**TRECHO**
A questão social no Brasil permaneceu por longo tempo sujeita à ação de um poder público que foi, na maioria das vezes, indiferente às necessidades do conjunto de sua população, especialmente nas camadas mais pobres. Na história do país há diversas passagens que ilustram bem essa constatação, contrastando com a experiência recente de enfrentamento exitoso da pobreza e desigualdade social.

Na década de 1890, por exemplo, o enfrentamento do trabalho escravo, que se constituiu num dos principais elementos conformadores da questão social contemporânea, teve importância o alerta de Joaquim Nabuco a respeito das insuficiências da simples abolição da escravatura. Sem a superação simultaneamente das instituições que auxiliavam a própria escravidão, como o monopólio das grandes propriedades rurais e a monocultura da produção agrária, a exigência do trabalho forçado a qualquer preço e condição se manteria fundamental aos brasileiros paupérrimos.

Um século depois, a complexa caminhada em torno da questão social conviveu com governos neoliberais que aprisionaram as políticas sociais ao contingenciamento dos ajustes fiscais em prol do pagamento da dívida pública. No ano de 2002, por exemplo, os recursos públicos comprometidos com juros da dívida equivaleram a 14,2% do Produto Interno Bruto (PIB), o que tornou viáveis os programas e ações sociais focalizados, de menor custo e abrangência, em contraponto às políticas universais estabelecidas pela Constituição Federal de 1988.

Como se sabe, somente a partir da primeira década de 2000 que a economia brasileira voltou a ganhar maior dinâmica, acompanhada que foi por uma melhora social generalizada, sobretudo na base da pirâmide social. A manutenção do enfoque universalista nas políticas públicas não impediu o Estado de tratar diferenciadamente os desiguais, como no caso do reforço ao poder aquisitivo do salário mínimo, à ampliação do crédito à baixa renda, à unificação e elevação real dos valores dos benefícios e universalização dos programas de transferência de renda ao conjunto dos segmentos vulneráveis, entre outras ações.

Mas para isso o programa de ajuste fiscal foi revisto, permitindo que em 2013, por exemplo, o gasto com juros da dívida pública respondesse por 5,7% do PIB, ou seja, 8,5 pontos percentuais do PIB a menos que em 2002. Assim, mais recursos puderam ser comprometidos com as políticas públicas orientadas ao enfrentamento da questão social no Brasil.

Os resultados dessa opção política foram evidentes e muito positivos, pois o país se transformou num dos poucos a frequentar o seleto grupo de nações que atualmente conseguem simultaneamente manter a estabilidade de preços, crescer e reduzir a pobreza e a desigualdade da renda. Tudo isso, é claro, afiançado pelo contexto favorável da economia nacional e pela reorientação das políticas sociais existentes.

**DADOS REGISTRADOS**
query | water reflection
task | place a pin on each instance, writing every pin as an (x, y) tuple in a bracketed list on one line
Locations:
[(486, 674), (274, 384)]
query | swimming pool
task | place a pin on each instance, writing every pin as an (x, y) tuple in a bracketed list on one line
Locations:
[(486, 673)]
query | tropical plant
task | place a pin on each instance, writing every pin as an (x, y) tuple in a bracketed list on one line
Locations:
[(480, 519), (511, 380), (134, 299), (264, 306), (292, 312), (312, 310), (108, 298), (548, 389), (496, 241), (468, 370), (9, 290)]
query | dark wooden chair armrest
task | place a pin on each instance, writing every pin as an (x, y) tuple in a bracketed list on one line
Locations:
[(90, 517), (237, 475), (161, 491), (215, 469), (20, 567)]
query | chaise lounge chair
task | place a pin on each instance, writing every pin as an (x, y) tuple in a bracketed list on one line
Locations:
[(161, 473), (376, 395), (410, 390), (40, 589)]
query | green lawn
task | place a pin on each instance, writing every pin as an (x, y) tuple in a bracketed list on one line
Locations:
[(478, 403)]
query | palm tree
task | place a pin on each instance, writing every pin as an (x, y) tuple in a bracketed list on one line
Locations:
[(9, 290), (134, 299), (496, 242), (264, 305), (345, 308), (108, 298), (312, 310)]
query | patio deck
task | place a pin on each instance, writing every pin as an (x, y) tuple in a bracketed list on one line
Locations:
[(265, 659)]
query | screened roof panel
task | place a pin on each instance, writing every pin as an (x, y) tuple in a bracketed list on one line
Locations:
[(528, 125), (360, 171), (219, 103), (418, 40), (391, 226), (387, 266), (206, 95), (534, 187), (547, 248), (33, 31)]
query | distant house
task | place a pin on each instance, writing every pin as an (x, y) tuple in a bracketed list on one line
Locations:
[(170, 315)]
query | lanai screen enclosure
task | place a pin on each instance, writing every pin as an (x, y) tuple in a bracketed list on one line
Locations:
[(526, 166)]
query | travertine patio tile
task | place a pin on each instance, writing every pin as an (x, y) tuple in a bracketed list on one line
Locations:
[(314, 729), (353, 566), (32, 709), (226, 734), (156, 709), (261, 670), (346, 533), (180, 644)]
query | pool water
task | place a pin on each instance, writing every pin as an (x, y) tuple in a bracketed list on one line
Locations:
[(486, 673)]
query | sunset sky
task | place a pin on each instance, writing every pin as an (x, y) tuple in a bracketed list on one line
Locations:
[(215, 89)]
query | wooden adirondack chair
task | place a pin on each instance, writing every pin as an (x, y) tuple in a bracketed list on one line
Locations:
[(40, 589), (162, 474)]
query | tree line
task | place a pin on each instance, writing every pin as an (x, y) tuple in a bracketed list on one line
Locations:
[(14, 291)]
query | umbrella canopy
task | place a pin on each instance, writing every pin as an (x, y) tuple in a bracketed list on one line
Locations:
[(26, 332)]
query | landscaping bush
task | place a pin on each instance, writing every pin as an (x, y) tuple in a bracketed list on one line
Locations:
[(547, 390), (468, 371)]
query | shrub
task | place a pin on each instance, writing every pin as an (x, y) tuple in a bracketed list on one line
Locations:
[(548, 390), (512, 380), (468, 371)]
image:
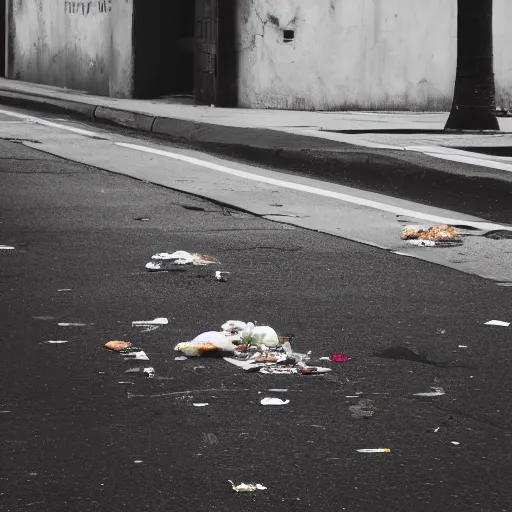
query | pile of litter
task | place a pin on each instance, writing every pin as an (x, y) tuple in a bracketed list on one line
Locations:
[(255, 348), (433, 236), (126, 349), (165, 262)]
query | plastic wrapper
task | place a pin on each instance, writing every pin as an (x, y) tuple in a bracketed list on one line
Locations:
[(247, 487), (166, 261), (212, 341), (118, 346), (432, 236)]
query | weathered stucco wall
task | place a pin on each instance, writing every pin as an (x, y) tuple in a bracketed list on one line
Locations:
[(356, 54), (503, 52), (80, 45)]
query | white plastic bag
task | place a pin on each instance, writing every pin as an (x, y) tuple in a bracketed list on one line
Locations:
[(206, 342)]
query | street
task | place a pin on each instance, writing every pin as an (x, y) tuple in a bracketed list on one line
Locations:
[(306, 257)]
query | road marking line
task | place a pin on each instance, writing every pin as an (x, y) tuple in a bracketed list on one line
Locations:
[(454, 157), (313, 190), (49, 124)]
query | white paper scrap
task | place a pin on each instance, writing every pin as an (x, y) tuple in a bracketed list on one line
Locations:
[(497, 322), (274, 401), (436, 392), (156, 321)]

--

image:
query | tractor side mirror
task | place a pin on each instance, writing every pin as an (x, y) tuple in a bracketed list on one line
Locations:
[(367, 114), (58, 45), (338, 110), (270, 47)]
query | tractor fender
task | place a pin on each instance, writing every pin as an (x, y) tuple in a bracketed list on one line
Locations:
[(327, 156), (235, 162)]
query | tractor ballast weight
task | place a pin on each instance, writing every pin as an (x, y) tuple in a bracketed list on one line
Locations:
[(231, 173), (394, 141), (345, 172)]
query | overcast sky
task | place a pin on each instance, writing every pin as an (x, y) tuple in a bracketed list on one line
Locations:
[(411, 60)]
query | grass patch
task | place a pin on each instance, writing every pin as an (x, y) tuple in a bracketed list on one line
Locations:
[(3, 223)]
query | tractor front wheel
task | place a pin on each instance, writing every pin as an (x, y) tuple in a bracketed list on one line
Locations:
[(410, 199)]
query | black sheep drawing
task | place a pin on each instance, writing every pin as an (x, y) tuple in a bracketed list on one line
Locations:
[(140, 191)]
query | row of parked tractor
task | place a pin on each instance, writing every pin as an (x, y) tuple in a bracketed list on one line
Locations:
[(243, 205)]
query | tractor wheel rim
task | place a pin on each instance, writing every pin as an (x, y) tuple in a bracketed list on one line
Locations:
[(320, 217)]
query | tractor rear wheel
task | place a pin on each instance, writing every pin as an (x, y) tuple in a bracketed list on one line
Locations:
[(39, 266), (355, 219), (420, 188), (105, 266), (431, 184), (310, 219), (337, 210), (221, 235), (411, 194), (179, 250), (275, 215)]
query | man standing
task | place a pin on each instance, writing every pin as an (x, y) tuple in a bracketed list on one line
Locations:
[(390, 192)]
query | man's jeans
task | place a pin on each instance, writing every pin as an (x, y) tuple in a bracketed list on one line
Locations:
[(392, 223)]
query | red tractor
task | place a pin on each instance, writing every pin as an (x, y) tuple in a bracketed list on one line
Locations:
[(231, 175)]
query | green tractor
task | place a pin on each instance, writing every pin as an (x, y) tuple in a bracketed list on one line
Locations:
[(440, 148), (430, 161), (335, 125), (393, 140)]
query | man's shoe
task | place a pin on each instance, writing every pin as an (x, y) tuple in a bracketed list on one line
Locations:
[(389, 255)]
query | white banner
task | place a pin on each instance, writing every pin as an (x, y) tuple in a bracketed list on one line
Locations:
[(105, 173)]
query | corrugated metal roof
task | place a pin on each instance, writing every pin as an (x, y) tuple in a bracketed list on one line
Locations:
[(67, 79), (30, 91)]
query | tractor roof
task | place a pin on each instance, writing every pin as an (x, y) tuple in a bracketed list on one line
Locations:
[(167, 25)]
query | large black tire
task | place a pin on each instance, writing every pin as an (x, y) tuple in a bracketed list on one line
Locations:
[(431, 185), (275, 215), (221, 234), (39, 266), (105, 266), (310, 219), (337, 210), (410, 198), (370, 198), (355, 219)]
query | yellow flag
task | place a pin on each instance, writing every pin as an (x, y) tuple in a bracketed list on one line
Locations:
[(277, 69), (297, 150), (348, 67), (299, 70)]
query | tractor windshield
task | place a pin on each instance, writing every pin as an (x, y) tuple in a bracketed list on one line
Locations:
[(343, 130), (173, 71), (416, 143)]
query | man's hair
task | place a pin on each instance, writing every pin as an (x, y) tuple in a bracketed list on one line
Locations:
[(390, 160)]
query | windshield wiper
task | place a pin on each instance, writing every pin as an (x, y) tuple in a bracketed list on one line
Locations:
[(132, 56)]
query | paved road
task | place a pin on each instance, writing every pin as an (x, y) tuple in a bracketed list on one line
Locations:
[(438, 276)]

**TAREFA 1**
No trecho sobre a questão social no Brasil, por que, segundo o alerta de Joaquim Nabuco, a simples abolição da escravatura seria insuficiente? Responda em uma a três frases.
**TAREFA 2**
Prossiga o trecho sobre a questão social no Brasil a partir de sua última frase.
Os registros vêm de uma fonte diferente da do trecho.

**RESPOSTA 1**
Porque, sem superar ao mesmo tempo as instituições que sustentavam a escravidão, como o monopólio das grandes propriedades rurais e a monocultura da produção agrária, a exigência do trabalho forçado a qualquer preço e condição continuaria fundamental para os brasileiros paupérrimos.

**RESPOSTA 2**
Na sequência desses acontecimentos e procurando validar o entendimento alargado da questão social no país é que entrou em campo uma importante sofisticação das políticas públicas brasileiras. Por intermédio do compromisso governamental de superar a pobreza extrema, um conjunto de iniciativas governamentais convergiu com o pressuposto de que a superação da miséria requerer o combate às condições auxiliares da reprodução do processo de empobrecimento.

Nesse sentido, foi reforçada a transferência direta de renda aos miseráveis, principalmente nas famílias mais vulneráveis, ao mesmo tempo em que se articulou um conjunto de ações fundadas no desenvolvimento das habilidades e capacidades humanas. Para isso se tornou estratégico fazer chegar as políticas públicas a todos, na forma do acesso digno à renda, ao saneamento, à habitação, ao transporte coletivo, à eletricidade, é educação, à saúde, à capacitação, ao trabalho; enfim, ao conjunto de oportunidades que geralmente se encontravam disponíveis aos não pobres no Brasil.

Neste início do século 21, o desenvolvimento nacional passa pelo movimento maior de democratização das oportunidades geradas pelo país, que vão deixando de estar circunscritas a apenas uma parcela do universo da população. Na medida em que todos passam a ter o direito de participar diante da maior atenção das políticas públicas, o desenvolvimento significa também o fim da pobreza extrema e a redução da desigualdade.

Talvez por isso que alguns arautos do neoliberalismo sigam questionando medidas e critérios adotados pelas políticas sociais e econômicas no Brasil. Nesse caso, o seu sucesso poderia coincidir com a questão social retroagindo ao passado que se quer abandonar.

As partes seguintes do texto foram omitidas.